• [WHAT THE EXERCISE ASKS] Which lines of the records below contain the string "mudguard"? Report each of them.

• [INFORMATION SUPPLIED]

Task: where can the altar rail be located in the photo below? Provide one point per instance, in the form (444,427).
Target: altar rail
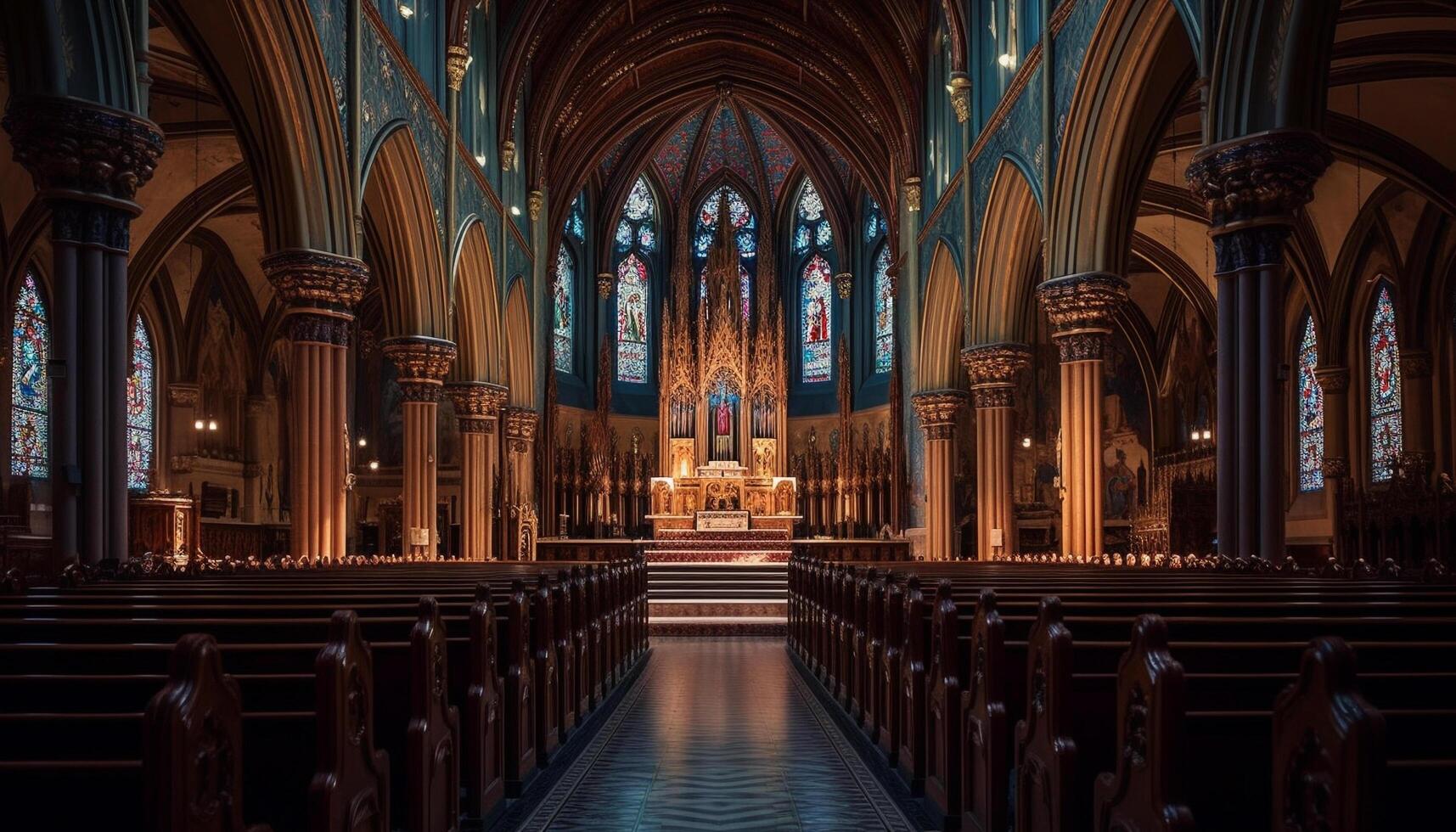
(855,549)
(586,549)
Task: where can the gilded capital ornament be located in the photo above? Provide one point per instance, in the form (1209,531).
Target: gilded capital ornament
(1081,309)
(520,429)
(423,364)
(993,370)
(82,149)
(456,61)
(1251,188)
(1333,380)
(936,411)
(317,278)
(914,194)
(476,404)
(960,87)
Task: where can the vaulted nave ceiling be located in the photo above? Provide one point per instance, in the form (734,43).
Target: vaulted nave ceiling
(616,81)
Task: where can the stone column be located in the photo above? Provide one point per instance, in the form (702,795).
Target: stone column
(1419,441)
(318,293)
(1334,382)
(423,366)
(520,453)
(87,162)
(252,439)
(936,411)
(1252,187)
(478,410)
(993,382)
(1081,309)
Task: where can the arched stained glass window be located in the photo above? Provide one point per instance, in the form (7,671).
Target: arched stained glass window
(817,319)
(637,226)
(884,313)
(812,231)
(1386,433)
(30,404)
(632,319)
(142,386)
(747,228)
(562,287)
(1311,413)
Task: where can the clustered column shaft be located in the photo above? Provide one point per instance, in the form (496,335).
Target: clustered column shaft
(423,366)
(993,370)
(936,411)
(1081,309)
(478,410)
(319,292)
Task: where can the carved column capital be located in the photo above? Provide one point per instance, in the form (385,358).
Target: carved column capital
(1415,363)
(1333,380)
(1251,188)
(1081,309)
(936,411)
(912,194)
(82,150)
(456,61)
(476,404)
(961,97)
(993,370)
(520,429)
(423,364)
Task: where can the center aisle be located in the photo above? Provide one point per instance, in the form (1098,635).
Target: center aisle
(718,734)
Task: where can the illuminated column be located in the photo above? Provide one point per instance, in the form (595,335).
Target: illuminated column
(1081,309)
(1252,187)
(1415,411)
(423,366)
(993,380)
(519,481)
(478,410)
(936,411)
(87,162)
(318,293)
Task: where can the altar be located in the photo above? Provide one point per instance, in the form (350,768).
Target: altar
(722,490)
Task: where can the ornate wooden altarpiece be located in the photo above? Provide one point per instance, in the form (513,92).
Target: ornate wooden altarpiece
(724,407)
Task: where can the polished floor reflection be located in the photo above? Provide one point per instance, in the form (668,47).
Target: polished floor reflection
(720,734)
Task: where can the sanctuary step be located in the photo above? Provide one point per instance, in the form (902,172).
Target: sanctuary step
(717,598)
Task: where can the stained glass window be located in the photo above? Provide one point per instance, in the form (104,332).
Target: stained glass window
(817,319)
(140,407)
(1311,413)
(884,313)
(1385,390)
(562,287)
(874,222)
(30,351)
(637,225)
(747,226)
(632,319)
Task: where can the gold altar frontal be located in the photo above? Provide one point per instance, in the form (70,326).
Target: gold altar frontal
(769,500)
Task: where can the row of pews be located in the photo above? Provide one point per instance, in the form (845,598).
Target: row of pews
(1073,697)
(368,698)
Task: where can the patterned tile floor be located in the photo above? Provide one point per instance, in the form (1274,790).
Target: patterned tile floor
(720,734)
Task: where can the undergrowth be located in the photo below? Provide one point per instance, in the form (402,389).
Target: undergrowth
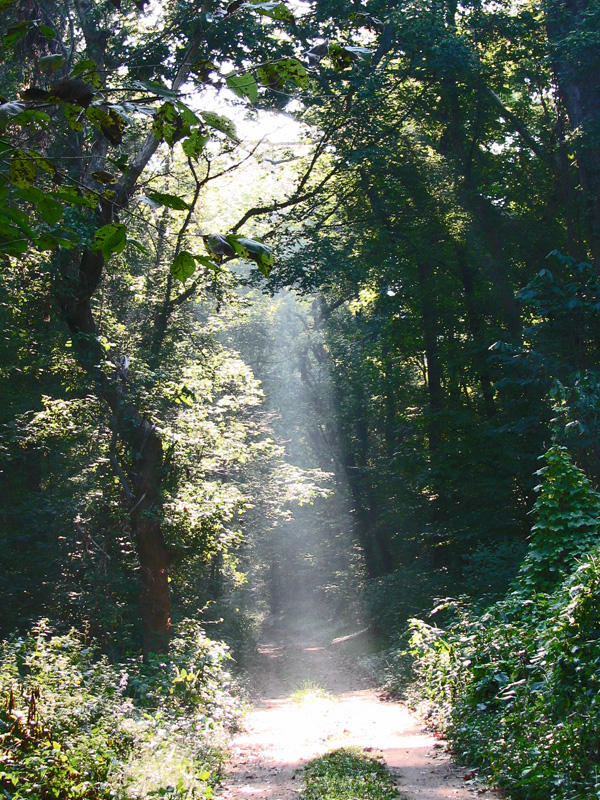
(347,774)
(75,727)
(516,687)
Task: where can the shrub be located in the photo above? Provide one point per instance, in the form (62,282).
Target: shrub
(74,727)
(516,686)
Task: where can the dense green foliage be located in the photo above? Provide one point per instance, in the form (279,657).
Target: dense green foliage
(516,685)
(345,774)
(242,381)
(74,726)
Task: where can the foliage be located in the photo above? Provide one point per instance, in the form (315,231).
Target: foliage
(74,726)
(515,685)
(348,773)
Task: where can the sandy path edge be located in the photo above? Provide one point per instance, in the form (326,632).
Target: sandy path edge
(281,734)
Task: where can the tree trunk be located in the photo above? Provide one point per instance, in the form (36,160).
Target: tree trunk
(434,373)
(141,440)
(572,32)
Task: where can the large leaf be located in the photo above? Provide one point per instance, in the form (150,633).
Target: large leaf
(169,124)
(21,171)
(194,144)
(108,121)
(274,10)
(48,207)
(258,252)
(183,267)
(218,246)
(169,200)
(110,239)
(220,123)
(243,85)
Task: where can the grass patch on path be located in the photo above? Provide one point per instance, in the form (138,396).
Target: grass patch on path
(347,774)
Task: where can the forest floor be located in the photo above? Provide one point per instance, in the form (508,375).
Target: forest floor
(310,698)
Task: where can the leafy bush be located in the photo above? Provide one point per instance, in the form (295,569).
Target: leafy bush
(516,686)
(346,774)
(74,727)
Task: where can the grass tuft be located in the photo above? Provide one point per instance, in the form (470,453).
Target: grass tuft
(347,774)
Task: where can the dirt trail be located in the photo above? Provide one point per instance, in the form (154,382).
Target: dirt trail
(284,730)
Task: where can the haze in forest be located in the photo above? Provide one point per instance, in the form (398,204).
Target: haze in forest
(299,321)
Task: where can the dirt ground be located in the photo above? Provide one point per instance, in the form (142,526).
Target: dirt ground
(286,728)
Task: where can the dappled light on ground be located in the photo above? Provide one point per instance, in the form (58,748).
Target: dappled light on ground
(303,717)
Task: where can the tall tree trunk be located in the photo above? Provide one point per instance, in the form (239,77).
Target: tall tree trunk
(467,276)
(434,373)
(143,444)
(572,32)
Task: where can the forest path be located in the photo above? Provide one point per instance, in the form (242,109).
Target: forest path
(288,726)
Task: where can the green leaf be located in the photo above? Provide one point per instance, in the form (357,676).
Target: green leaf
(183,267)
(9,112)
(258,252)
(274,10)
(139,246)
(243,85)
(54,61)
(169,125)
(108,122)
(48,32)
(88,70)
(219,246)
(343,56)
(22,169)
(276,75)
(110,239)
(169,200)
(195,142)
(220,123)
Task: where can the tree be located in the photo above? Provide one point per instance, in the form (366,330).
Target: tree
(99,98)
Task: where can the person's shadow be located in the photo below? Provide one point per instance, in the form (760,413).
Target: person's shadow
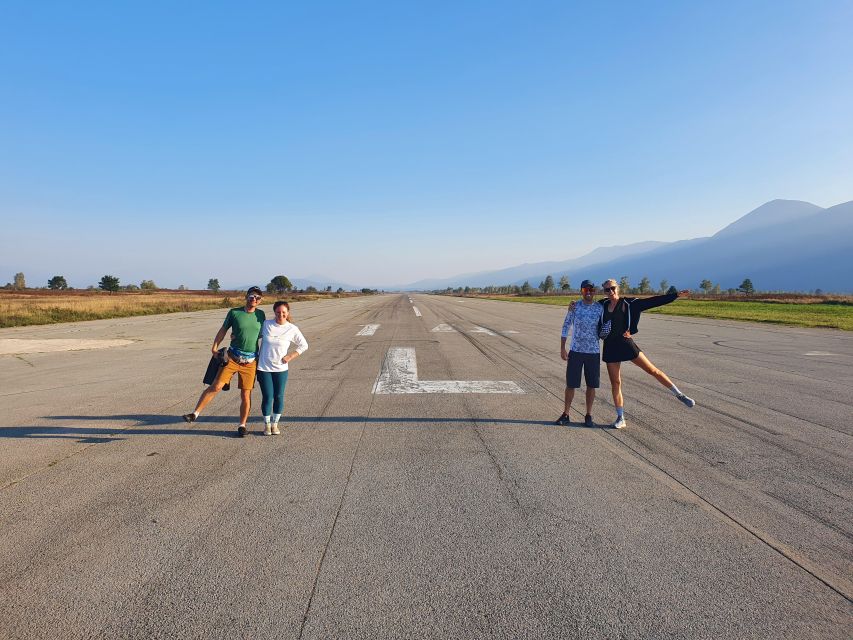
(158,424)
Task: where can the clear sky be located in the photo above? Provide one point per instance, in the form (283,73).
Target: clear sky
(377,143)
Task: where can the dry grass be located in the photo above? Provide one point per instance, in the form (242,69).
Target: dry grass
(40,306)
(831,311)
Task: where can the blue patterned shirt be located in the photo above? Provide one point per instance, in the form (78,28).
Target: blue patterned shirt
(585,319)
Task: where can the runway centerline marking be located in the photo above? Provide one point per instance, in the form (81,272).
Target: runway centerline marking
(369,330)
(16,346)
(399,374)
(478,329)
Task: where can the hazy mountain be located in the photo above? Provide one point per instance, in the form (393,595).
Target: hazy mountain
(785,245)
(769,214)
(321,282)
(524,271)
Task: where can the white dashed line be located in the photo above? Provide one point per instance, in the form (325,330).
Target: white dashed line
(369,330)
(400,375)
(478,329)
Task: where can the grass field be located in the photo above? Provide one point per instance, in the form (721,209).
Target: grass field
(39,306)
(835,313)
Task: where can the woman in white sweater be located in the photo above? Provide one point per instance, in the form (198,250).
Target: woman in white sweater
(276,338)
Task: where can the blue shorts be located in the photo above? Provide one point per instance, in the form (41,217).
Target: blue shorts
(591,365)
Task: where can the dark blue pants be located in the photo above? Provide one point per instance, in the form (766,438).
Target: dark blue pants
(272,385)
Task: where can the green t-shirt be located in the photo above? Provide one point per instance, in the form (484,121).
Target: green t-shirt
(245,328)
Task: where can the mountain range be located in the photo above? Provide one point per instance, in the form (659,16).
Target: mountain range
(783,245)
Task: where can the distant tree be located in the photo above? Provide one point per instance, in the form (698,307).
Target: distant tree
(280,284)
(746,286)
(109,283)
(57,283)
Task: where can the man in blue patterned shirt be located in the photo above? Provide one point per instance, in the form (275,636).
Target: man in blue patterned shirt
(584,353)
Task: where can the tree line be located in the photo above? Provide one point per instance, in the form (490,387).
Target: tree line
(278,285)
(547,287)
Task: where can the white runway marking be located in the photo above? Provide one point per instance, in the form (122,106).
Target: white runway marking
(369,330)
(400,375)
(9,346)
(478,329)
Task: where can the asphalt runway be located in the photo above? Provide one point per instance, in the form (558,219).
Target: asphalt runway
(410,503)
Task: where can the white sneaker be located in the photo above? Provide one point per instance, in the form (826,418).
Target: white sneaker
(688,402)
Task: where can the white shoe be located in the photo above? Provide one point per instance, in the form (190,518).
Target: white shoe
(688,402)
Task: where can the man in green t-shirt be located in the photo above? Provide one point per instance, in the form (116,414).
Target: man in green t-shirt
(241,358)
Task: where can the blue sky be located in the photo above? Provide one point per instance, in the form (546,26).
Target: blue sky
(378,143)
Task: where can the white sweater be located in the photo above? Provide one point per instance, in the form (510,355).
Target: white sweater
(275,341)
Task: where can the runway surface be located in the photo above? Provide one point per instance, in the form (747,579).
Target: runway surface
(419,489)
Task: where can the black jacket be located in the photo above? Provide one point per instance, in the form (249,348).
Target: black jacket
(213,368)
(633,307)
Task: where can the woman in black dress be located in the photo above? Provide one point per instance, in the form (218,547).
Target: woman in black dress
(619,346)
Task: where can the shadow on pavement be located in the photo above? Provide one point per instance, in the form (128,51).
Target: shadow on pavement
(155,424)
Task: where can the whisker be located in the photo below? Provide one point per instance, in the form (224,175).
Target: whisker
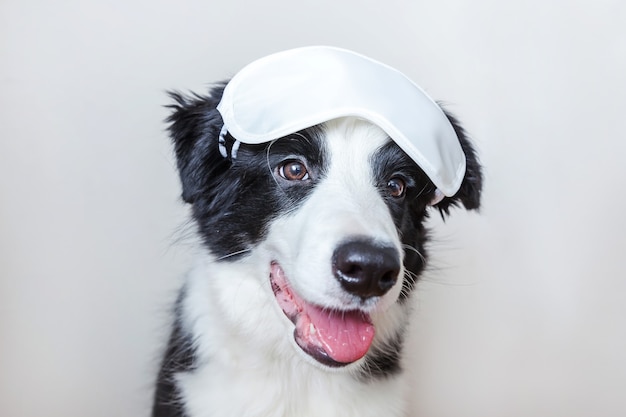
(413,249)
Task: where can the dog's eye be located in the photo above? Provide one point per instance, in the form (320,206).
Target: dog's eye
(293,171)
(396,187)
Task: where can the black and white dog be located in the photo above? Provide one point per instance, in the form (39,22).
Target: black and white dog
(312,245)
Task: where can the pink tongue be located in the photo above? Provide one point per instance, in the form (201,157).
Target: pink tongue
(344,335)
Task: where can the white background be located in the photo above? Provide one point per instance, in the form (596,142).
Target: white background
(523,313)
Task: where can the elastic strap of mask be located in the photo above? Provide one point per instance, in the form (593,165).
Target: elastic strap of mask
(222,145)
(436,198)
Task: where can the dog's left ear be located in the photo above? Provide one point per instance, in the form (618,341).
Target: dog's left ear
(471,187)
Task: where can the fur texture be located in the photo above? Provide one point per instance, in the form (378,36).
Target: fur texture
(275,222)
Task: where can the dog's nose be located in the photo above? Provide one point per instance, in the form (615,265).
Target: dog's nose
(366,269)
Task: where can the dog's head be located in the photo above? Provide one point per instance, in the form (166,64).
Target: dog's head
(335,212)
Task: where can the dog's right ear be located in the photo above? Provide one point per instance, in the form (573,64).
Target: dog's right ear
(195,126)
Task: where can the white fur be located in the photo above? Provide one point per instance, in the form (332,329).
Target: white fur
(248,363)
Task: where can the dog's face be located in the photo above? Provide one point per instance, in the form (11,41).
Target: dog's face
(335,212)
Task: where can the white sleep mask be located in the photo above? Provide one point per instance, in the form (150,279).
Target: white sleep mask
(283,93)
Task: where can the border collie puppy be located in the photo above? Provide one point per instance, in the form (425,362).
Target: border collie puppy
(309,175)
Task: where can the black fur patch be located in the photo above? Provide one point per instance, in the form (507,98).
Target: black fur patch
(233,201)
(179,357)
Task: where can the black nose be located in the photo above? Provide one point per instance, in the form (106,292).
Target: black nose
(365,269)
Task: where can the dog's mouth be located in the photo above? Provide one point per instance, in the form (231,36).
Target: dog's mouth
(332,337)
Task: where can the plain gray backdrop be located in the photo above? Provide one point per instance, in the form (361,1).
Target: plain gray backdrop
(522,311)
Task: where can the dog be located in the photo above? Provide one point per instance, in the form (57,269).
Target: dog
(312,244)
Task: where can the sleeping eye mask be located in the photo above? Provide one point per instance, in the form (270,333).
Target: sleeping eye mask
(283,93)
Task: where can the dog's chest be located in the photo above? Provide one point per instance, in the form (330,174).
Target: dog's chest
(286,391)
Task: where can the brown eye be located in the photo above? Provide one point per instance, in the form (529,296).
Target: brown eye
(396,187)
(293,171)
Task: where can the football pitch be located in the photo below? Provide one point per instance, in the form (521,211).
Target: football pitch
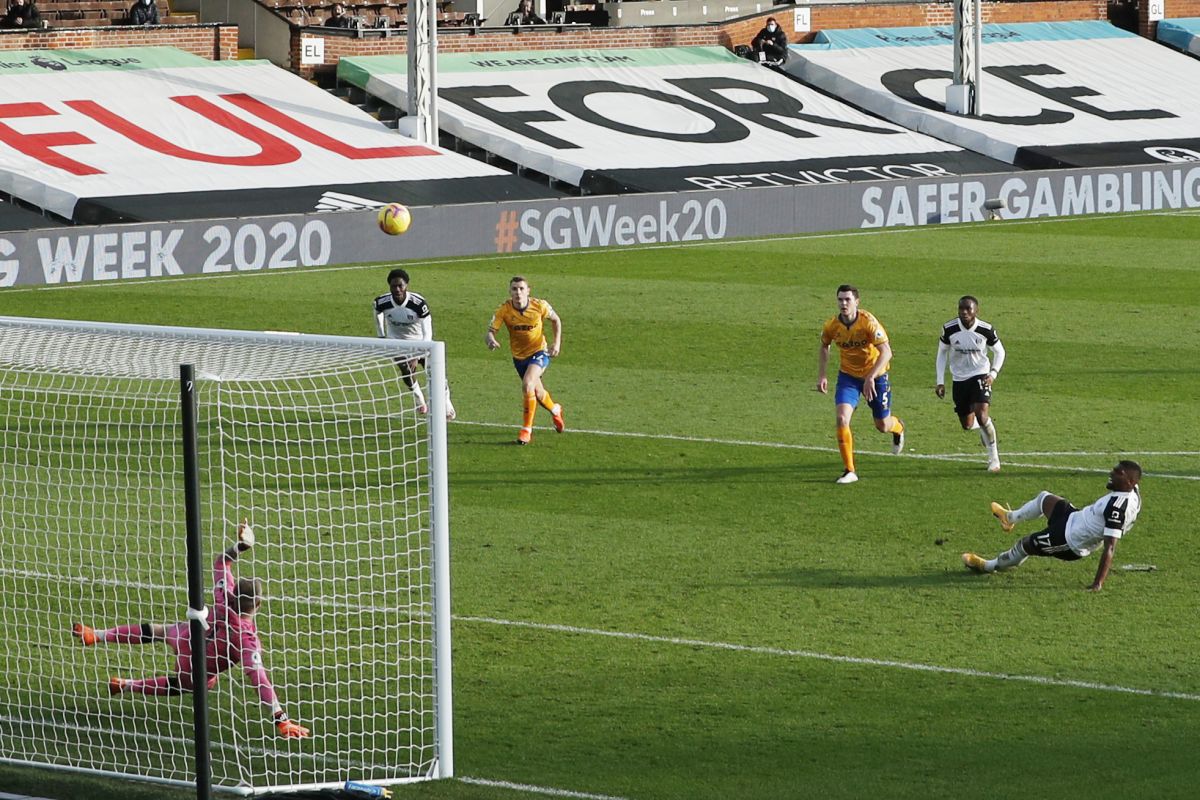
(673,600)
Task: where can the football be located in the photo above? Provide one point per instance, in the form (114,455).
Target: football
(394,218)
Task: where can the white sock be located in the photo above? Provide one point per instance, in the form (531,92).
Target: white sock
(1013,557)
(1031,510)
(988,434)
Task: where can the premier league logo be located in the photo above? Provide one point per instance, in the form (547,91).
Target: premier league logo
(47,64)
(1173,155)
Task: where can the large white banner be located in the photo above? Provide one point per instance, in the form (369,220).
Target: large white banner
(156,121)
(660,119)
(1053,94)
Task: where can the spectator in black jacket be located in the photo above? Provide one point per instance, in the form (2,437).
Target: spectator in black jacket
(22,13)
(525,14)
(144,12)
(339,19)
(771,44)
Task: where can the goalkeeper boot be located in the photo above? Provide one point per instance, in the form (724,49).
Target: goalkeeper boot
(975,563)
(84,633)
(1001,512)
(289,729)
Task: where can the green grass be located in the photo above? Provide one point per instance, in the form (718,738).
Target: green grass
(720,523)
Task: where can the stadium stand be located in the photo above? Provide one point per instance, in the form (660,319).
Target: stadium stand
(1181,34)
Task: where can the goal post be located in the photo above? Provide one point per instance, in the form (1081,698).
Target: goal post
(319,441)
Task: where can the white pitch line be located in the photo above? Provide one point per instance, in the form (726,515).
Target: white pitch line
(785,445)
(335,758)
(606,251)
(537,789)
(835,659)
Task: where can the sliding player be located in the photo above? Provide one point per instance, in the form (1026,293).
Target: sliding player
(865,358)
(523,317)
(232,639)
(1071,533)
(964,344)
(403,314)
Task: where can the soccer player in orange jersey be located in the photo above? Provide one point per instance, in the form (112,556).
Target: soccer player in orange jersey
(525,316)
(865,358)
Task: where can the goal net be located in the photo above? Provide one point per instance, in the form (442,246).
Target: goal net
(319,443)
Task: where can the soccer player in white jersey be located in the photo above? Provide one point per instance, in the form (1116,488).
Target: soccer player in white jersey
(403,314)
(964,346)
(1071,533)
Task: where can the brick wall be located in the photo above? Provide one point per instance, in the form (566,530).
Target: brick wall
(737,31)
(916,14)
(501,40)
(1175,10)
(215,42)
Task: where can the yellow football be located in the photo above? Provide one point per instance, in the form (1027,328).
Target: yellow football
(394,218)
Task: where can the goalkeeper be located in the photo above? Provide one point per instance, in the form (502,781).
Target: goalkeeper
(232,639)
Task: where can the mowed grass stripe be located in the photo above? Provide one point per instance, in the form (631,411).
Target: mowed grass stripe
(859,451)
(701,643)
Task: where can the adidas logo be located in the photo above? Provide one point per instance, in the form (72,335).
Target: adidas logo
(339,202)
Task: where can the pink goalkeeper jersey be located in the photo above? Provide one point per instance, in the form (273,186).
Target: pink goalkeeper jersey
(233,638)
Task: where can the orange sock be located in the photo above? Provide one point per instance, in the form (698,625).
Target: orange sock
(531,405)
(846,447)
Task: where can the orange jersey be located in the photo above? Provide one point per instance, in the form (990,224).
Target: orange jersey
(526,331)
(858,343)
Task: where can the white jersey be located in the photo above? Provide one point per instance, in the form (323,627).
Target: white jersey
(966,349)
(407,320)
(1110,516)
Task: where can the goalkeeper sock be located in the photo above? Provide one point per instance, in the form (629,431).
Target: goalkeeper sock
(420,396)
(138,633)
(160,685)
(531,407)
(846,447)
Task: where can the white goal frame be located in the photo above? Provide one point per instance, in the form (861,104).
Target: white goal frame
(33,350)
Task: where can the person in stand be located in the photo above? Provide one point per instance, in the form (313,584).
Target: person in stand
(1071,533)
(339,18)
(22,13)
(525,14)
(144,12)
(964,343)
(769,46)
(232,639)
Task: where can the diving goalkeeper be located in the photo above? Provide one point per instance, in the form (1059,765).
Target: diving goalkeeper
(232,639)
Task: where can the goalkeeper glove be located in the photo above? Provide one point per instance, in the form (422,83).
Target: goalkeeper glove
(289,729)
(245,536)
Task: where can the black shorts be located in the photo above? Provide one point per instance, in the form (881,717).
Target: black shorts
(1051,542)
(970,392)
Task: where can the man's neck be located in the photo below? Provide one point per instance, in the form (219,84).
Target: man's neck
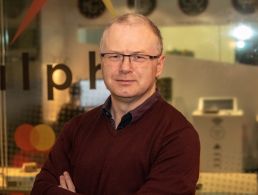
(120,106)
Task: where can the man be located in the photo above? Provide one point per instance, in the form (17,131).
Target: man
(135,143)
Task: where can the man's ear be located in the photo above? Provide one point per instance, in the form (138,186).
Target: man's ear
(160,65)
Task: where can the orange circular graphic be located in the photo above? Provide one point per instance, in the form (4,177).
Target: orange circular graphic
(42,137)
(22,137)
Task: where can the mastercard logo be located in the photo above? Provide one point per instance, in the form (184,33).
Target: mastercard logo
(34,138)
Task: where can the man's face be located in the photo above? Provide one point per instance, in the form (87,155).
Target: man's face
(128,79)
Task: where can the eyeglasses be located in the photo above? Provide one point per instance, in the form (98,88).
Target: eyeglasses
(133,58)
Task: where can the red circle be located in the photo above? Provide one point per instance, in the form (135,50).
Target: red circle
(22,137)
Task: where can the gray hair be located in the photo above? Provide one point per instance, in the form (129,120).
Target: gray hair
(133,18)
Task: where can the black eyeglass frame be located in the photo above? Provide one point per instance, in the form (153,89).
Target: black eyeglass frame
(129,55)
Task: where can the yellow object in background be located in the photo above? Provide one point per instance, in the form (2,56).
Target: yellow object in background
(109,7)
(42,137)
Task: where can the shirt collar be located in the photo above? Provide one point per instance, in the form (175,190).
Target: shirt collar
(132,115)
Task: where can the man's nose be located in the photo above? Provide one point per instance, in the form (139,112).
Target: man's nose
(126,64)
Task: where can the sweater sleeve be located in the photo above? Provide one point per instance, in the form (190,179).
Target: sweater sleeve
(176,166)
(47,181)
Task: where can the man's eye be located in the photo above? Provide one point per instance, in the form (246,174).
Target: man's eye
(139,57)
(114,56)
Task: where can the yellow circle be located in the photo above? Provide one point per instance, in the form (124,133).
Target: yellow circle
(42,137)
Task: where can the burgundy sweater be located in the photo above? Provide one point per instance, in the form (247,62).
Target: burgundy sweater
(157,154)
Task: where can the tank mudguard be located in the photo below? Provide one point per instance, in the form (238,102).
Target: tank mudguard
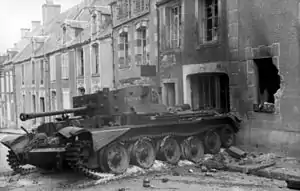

• [OUTPUT FOR THIS EXERCISE]
Task: where can the tank mudguard be located in the photo below? Provide one point per instance, in the form (238,102).
Target: tank mudguard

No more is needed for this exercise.